● BRIEF 1
Return the stretch of the Dubai text from "The emirate is" through "a bygone era.", copied word for word.
● BRIEF 2
Using the Dubai text, list every group of people that, since earliest times, Dubai has brought together as a meeting place.

● GIVEN TEXT
[Start of section]

From the timeless tranquillity of the desert to the lively bustle of the souk, Dubai offers a kaleidoscope of attractions for visitors.
The emirate embraces a wide variety of scenery in a very small area. In a single day, the tourist can experience everything from rugged mountains and awe-inspiring sand dunes to sandy beaches and lush green parks, from dusty villages to luxurious residential districts and from ancient houses with windtowers to ultra-modern shopping malls.
The emirate is both a dynamic international business centre and a laid-back tourist escape; a city where the sophistication of the 21st century walks hand in hand with the simplicity of a bygone era.
But these contrasts give Dubai its unique flavour and personality; a cosmopolitan society with an international lifestyle, yet with a culture deeply rooted in the Islamic traditions of Arabia.
Since earliest times, Dubai has been a meeting place, bringing together the Bedouin of the desert interior with the pearl-diver, the merchant of the city with the sea-going fisherman.

[End of section]

● Items from a data source
[Start of section]

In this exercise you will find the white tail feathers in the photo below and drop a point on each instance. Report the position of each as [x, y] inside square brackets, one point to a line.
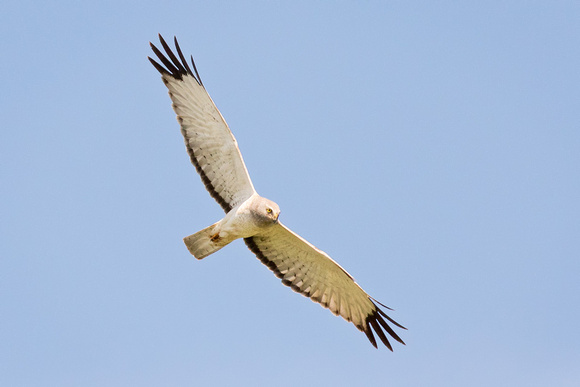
[200, 244]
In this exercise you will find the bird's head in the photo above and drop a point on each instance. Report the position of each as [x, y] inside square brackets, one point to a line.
[268, 211]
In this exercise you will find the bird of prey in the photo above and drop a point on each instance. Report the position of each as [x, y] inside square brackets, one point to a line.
[215, 154]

[End of section]

● RESPONSE AREA 1
The emirate is both a dynamic international business centre and a laid-back tourist escape; a city where the sophistication of the 21st century walks hand in hand with the simplicity of a bygone era.

● RESPONSE AREA 2
- the Bedouin of the desert interior
- the pearl-diver
- the merchant of the city
- the sea-going fisherman